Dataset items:
______________________________

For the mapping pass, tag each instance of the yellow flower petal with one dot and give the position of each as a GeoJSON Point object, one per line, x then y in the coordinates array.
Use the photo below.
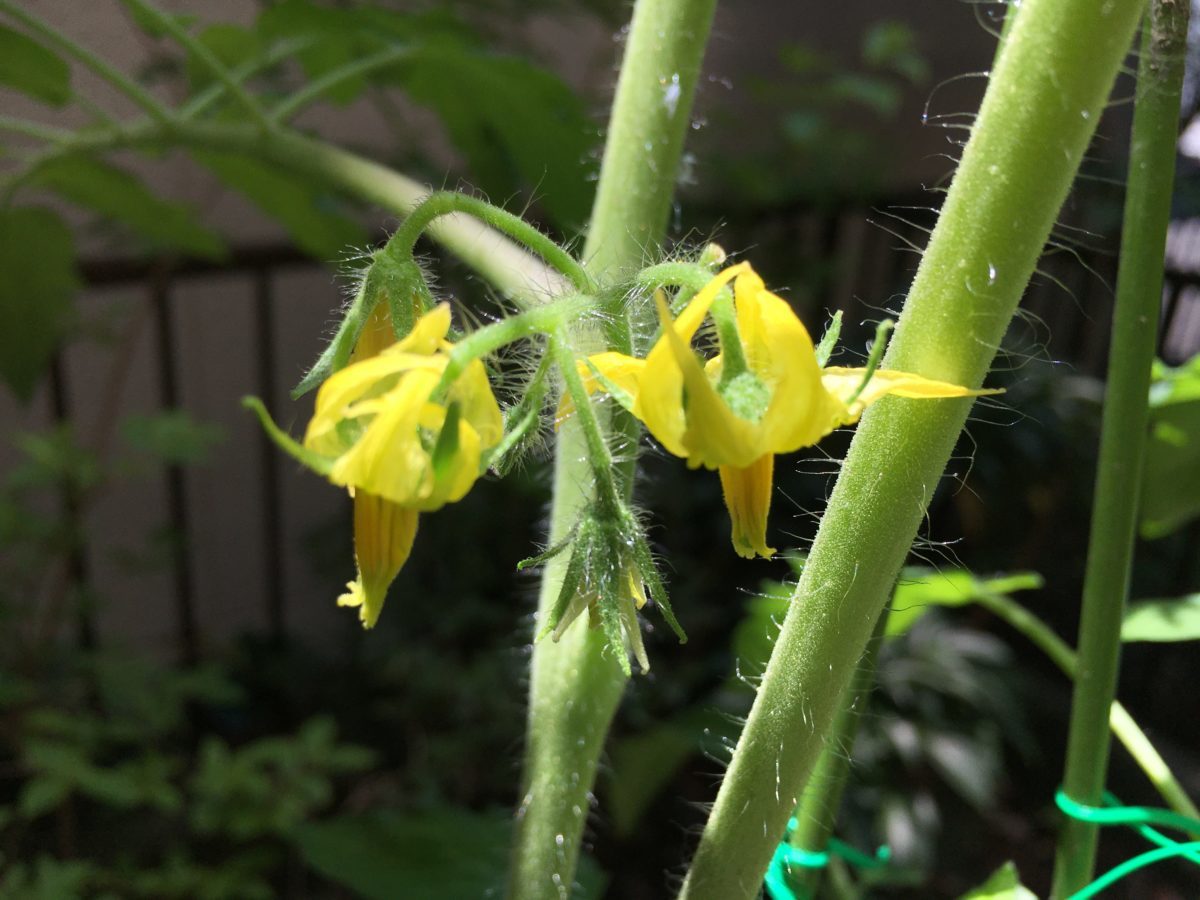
{"type": "Point", "coordinates": [843, 383]}
{"type": "Point", "coordinates": [748, 499]}
{"type": "Point", "coordinates": [383, 539]}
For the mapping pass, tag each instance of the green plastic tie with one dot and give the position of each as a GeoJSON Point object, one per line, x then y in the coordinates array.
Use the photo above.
{"type": "Point", "coordinates": [786, 856]}
{"type": "Point", "coordinates": [1140, 819]}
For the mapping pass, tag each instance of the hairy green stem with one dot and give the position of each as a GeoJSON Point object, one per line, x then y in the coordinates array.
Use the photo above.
{"type": "Point", "coordinates": [1120, 721]}
{"type": "Point", "coordinates": [576, 683]}
{"type": "Point", "coordinates": [816, 816]}
{"type": "Point", "coordinates": [444, 203]}
{"type": "Point", "coordinates": [1123, 429]}
{"type": "Point", "coordinates": [1045, 95]}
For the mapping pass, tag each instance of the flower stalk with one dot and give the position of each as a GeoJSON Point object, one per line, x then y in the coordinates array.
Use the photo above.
{"type": "Point", "coordinates": [1123, 429]}
{"type": "Point", "coordinates": [576, 683]}
{"type": "Point", "coordinates": [1051, 79]}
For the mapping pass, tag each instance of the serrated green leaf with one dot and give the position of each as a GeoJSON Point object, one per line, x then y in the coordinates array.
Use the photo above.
{"type": "Point", "coordinates": [123, 197]}
{"type": "Point", "coordinates": [1003, 885]}
{"type": "Point", "coordinates": [313, 220]}
{"type": "Point", "coordinates": [33, 70]}
{"type": "Point", "coordinates": [36, 293]}
{"type": "Point", "coordinates": [1162, 621]}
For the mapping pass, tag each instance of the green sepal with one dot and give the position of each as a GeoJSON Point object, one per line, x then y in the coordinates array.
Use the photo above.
{"type": "Point", "coordinates": [385, 277]}
{"type": "Point", "coordinates": [829, 340]}
{"type": "Point", "coordinates": [649, 575]}
{"type": "Point", "coordinates": [569, 589]}
{"type": "Point", "coordinates": [447, 447]}
{"type": "Point", "coordinates": [609, 607]}
{"type": "Point", "coordinates": [315, 461]}
{"type": "Point", "coordinates": [521, 421]}
{"type": "Point", "coordinates": [623, 397]}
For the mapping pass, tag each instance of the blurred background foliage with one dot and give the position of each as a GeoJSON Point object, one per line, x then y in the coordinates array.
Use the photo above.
{"type": "Point", "coordinates": [385, 765]}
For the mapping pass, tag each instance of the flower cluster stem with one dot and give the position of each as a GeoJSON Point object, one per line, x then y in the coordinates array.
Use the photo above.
{"type": "Point", "coordinates": [576, 683]}
{"type": "Point", "coordinates": [1047, 91]}
{"type": "Point", "coordinates": [1123, 429]}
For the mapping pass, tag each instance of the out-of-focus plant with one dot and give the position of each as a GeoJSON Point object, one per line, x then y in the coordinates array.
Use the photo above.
{"type": "Point", "coordinates": [408, 421]}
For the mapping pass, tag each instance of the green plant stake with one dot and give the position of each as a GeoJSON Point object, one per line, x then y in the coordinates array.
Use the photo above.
{"type": "Point", "coordinates": [1123, 429]}
{"type": "Point", "coordinates": [1047, 93]}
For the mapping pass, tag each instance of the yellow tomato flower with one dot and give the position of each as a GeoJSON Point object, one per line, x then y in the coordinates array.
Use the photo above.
{"type": "Point", "coordinates": [738, 421]}
{"type": "Point", "coordinates": [396, 448]}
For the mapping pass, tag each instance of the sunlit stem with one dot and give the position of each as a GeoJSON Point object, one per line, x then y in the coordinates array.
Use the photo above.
{"type": "Point", "coordinates": [444, 203]}
{"type": "Point", "coordinates": [873, 361]}
{"type": "Point", "coordinates": [816, 816]}
{"type": "Point", "coordinates": [576, 684]}
{"type": "Point", "coordinates": [1123, 427]}
{"type": "Point", "coordinates": [1060, 55]}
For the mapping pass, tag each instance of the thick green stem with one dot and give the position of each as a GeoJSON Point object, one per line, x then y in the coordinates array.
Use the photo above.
{"type": "Point", "coordinates": [1123, 429]}
{"type": "Point", "coordinates": [817, 814]}
{"type": "Point", "coordinates": [576, 684]}
{"type": "Point", "coordinates": [1047, 93]}
{"type": "Point", "coordinates": [1120, 721]}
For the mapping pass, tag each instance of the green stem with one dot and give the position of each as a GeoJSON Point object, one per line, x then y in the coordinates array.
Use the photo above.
{"type": "Point", "coordinates": [444, 203]}
{"type": "Point", "coordinates": [131, 89]}
{"type": "Point", "coordinates": [576, 683]}
{"type": "Point", "coordinates": [1047, 93]}
{"type": "Point", "coordinates": [317, 88]}
{"type": "Point", "coordinates": [1123, 429]}
{"type": "Point", "coordinates": [34, 130]}
{"type": "Point", "coordinates": [205, 58]}
{"type": "Point", "coordinates": [544, 319]}
{"type": "Point", "coordinates": [213, 93]}
{"type": "Point", "coordinates": [1120, 721]}
{"type": "Point", "coordinates": [816, 816]}
{"type": "Point", "coordinates": [501, 262]}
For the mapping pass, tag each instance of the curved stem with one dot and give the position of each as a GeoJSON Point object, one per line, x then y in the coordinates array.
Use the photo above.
{"type": "Point", "coordinates": [205, 58]}
{"type": "Point", "coordinates": [501, 262]}
{"type": "Point", "coordinates": [126, 85]}
{"type": "Point", "coordinates": [293, 105]}
{"type": "Point", "coordinates": [576, 684]}
{"type": "Point", "coordinates": [1047, 93]}
{"type": "Point", "coordinates": [444, 203]}
{"type": "Point", "coordinates": [215, 91]}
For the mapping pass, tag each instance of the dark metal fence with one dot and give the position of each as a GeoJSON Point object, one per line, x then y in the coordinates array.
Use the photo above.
{"type": "Point", "coordinates": [863, 262]}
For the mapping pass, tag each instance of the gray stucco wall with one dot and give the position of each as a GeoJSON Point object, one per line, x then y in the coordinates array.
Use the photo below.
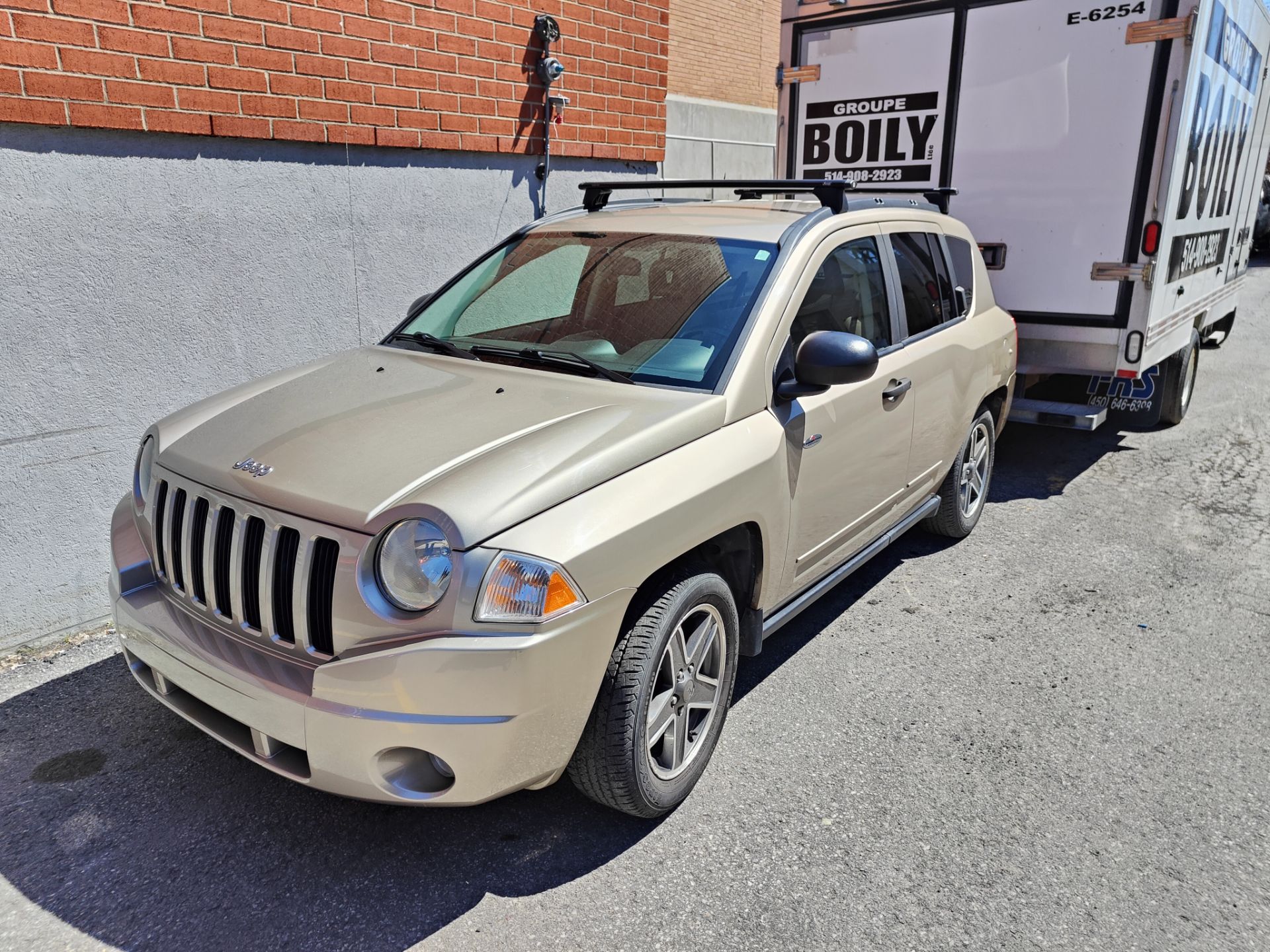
{"type": "Point", "coordinates": [143, 272]}
{"type": "Point", "coordinates": [710, 140]}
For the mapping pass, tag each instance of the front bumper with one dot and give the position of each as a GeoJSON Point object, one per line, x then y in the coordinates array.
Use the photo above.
{"type": "Point", "coordinates": [505, 711]}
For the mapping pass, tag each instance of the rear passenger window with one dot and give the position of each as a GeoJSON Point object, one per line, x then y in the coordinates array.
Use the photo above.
{"type": "Point", "coordinates": [923, 281]}
{"type": "Point", "coordinates": [963, 266]}
{"type": "Point", "coordinates": [847, 294]}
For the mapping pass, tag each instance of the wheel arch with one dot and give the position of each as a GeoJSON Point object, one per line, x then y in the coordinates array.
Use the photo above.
{"type": "Point", "coordinates": [738, 557]}
{"type": "Point", "coordinates": [996, 404]}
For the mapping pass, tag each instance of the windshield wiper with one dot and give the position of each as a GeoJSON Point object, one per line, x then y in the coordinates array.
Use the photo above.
{"type": "Point", "coordinates": [429, 342]}
{"type": "Point", "coordinates": [562, 358]}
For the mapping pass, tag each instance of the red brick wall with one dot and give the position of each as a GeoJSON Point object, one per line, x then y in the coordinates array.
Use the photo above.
{"type": "Point", "coordinates": [439, 74]}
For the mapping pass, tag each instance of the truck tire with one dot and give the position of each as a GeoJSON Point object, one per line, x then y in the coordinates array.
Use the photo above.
{"type": "Point", "coordinates": [966, 489]}
{"type": "Point", "coordinates": [663, 699]}
{"type": "Point", "coordinates": [1218, 333]}
{"type": "Point", "coordinates": [1179, 374]}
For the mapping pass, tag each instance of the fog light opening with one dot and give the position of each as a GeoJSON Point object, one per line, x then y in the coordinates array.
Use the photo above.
{"type": "Point", "coordinates": [414, 774]}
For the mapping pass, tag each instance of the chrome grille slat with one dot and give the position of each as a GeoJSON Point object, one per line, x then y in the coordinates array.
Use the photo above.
{"type": "Point", "coordinates": [177, 524]}
{"type": "Point", "coordinates": [253, 546]}
{"type": "Point", "coordinates": [247, 569]}
{"type": "Point", "coordinates": [265, 584]}
{"type": "Point", "coordinates": [198, 551]}
{"type": "Point", "coordinates": [286, 555]}
{"type": "Point", "coordinates": [300, 593]}
{"type": "Point", "coordinates": [237, 571]}
{"type": "Point", "coordinates": [325, 560]}
{"type": "Point", "coordinates": [158, 526]}
{"type": "Point", "coordinates": [224, 546]}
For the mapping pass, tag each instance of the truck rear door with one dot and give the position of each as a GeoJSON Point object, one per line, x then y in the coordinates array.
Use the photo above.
{"type": "Point", "coordinates": [1037, 111]}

______________________________

## PROBLEM REQUIREMENTS:
Select all lines with the word "plant" from the entries above.

## TASK ANSWER:
For the mapping pass, tag each instance of the out-of-focus plant with one dot and give the position of each as a GeoJSON Point object, one per line, x then y in the coordinates array.
For the mapping pass, tag each instance of the green plant stake with one dot and give the position of each as a GeoJSON Point object, one per line, x then y in the coordinates array.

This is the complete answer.